» Problem
Say how many lines in the records hold the word "rough", and give nothing but that number.

[Stored items]
——————

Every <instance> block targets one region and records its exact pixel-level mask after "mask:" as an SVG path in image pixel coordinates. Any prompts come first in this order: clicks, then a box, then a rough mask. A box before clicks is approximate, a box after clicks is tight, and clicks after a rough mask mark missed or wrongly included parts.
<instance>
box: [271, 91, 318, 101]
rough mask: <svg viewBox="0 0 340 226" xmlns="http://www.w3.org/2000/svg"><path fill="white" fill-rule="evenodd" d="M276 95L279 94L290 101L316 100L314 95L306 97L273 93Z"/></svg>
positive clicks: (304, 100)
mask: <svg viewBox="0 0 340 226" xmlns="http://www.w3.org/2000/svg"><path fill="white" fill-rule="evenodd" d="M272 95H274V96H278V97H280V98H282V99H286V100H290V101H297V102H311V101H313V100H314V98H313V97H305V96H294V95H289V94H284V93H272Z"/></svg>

——————

» Solution
2